◆ Reading passage
- - -

Thothmes III. was the most distinguished monarch of the
brilliant Eighteenth Dynasty. When this mummy was unwound "once
more, after an interval of thirty-six centuries, human eyes
gazed on the features of the man who had conquered Syria and
Cyprus and Ethiopia, and had raised Egypt to the highest
pinnacle of her power. The spectacle, however, was of brief
duration. The remains proved to be in so fragile a state that
there was only time to take a hasty photograph, and then the
features crumbled to pieces and vanished like an apparition, and
so passed away from human view for ever." "It seems strange that
though the body of this man," who overran Palestine with his
armies two hundred years before the birth of Moses, "mouldered
to dust, the flowers with which it had been wreathed were so
wonderfully preserved that even their colour could be
distinguished" (Manning's Land of the Pharaohs). Seti I. (his
throne name Merenptah), the father of Rameses II., was a great
and successful warrior, also a great builder. The mummy of this
Pharaoh, when unrolled, brought to view "the most beautiful
mummy head ever seen within the walls of the museum. The
sculptors of Thebes and Abydos did not flatter this Pharaoh when
they gave him that delicate, sweet, and smiling profile which is
the admiration of travellers. After a lapse of thirty-two
centuries, the mummy retains the same expression which
characterized the features of the living man. Most remarkable of
all, when compared with the mummy of Rameses II., is the
striking resemblance between the father and the son. Seti I. is,
as it were, the idealized type of Rameses II. He must have died
at an advanced age. The head is shaven, the eyebrows are white,
the condition of the body points to considerably more than
threescore years of life, thus confirming the opinions of the
learned, who have attributed a long reign to this king."

- - -

◆ Data supplied

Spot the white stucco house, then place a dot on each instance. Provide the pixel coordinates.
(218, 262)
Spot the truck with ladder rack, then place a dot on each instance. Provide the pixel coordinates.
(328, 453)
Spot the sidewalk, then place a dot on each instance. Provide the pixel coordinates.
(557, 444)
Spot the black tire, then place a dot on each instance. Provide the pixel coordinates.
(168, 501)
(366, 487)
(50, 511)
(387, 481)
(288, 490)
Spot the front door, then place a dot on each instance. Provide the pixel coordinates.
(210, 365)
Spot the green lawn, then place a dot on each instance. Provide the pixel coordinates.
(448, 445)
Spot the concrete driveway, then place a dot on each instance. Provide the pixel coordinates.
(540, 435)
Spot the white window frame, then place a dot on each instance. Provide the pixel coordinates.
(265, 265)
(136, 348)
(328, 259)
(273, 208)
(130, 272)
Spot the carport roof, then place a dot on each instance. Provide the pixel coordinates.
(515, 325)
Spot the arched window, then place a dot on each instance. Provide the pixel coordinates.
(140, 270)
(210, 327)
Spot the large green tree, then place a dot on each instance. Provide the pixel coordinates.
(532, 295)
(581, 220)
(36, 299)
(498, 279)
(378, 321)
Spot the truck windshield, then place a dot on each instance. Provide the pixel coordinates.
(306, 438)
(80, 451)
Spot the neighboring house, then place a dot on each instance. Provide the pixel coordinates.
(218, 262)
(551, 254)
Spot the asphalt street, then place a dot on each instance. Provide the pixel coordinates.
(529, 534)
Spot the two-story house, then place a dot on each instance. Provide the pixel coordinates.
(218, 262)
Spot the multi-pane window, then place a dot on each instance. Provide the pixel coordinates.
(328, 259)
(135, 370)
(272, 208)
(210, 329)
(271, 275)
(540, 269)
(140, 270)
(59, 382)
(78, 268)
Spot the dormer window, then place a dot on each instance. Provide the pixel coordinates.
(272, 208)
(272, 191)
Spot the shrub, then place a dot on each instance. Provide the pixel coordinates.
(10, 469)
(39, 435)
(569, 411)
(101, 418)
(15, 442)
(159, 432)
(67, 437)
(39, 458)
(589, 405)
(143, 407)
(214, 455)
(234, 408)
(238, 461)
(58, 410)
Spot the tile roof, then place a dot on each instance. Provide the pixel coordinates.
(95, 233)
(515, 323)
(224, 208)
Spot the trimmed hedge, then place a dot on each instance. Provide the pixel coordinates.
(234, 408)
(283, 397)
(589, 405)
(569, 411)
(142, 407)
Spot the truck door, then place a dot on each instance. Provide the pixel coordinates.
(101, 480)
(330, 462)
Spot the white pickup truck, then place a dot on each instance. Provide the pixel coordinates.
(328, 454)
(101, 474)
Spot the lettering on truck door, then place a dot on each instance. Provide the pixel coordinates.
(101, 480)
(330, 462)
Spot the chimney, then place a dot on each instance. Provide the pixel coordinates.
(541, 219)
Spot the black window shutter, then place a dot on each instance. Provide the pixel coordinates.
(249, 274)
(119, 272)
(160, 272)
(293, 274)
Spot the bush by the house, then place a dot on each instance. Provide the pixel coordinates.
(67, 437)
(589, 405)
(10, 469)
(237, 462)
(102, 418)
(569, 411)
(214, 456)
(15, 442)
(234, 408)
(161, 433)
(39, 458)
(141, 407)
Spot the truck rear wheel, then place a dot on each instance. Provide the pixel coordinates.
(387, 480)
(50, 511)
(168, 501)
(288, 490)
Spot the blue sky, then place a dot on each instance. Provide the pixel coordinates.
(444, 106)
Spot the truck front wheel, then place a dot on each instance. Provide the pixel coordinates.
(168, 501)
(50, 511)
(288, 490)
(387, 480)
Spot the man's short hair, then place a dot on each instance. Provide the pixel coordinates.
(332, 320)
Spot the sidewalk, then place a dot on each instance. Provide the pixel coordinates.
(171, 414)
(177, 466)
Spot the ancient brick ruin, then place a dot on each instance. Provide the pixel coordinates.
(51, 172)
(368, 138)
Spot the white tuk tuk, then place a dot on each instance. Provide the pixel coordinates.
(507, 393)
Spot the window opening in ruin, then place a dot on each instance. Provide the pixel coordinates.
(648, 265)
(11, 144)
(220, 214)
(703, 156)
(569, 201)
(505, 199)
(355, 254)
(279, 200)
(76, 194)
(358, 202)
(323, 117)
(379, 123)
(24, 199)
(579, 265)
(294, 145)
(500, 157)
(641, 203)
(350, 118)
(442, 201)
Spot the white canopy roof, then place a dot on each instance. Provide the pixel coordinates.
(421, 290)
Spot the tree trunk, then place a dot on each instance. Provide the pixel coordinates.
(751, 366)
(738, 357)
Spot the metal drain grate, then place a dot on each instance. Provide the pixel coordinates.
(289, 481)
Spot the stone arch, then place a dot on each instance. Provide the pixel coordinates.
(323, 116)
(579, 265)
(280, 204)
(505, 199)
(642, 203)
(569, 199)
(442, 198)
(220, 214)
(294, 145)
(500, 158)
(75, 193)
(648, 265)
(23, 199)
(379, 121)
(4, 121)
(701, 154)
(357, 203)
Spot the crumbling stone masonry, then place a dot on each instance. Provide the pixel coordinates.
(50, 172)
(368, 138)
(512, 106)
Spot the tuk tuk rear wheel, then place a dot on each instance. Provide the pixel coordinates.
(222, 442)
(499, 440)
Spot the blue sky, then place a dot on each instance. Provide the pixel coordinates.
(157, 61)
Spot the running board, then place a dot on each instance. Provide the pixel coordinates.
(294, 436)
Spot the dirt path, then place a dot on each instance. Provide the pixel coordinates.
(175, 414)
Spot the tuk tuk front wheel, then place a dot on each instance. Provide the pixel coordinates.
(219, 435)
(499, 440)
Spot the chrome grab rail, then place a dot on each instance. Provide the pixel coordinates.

- - -

◆ Problem A
Please list every line of the records that contains the string "ruin", copying each line in full. Case counts.
◆ Problem B
Pick up the passage on the mummies of Thothmes III and Seti I where it stops, and write its next few sentences.
The passage on the royal Egyptian mummies and the records are unrelated material.

◆ Exercise answer A
Spot the ancient brick ruin, then place a dot on each instance. Provide the pixel coordinates.
Spot the window opening in ruin, then place a dot on each instance. Provide the pixel coordinates.

◆ Exercise answer B
4. Rameses II., the son of Seti I., is probably the Pharaoh of the
Oppression. During his forty years' residence at the court of
Egypt, Moses must have known this ruler well. During his sojourn
in Midian, however, Rameses died, after a reign of sixty-seven
years, and his body embalmed and laid in the royal sepulchre in
the Valley of the Tombs of Kings beside that of his father. Like
the other mummies found hidden in the cave of Deir el-Bahari, it
had been for some reason removed from its original tomb, and
probably carried from place to place till finally deposited in
the cave where it was so recently discovered. In 1886 the mummy
of this king, the "great Rameses," the "Sesostris" of the
Greeks, was unwound, and showed the body of what must have been
a robust old man. The features revealed to view are thus
described by Maspero: "The head is long and small in proportion
to the body. The top of the skull is quite bare. On the temple
there are a few sparse hairs, but at the poll the hair is quite
thick, forming smooth, straight locks about two inches in
length. White at the time of death, they have been dyed a light
yellow by the spices used in embalmment. The forehead is low and
narrow; the brow-ridge prominent; the eye-brows are thick and
white; the eyes are small and close together; the nose is long,
thin, arched like the noses of the Bourbons; the temples are
sunk; the cheek-bones very prominent; the ears round, standing
far out from the head, and pierced, like those of a woman, for
the wearing of earrings; the jaw-bone is massive and strong; the
chin very prominent; the mouth small, but thick-lipped; the
teeth worn and very brittle, but white and well preserved. The
moustache and beard are thin. They seem to have been kept shaven
during life, but were probably allowed to grow during the king's
last illness, or they may have grown after death. The hairs are
white, like those of the head and eyebrows, but are harsh and
bristly, and a tenth of an inch in length. The skin is of an
earthy-brown, streaked with black. Finally, it may be said, the
face of the mummy gives a fair idea of the face of the living
king. The expression is unintellectual, perhaps slightly animal;
but even under the somewhat grotesque disguise of mummification
there is plainly to be seen an air of sovereign majesty, of
resolve, and of pride." Both on his father's and his mother's
side it has been pretty clearly shown that Rameses had Chaldean
or Mesopotamian blood in his veins to such a degree that he
might be called an Assyrian. This fact is thought to throw light
on
(Isaiah 52:4)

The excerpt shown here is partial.